Rows from a segmentation dataset
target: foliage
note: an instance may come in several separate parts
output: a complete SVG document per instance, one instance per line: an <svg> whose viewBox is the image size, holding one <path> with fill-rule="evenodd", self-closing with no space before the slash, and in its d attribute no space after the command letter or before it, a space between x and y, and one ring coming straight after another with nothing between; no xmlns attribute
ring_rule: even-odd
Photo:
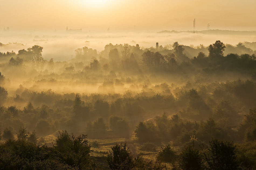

Exercise » Retype the material above line for line with no changes, and leave the pictures out.

Written solution »
target: foliage
note: an instance may come in several separate parts
output: a complete SVG document per instance, one instance per line: an <svg> whose viewBox is the image size, holding one <path> with fill-rule="evenodd", self-closing with no space before the slash, and in its d attribute no space after the command letter or before it, a space between x and y, and one ring coming straight after another with nothing between; no xmlns attribute
ring_rule: even-odd
Photo:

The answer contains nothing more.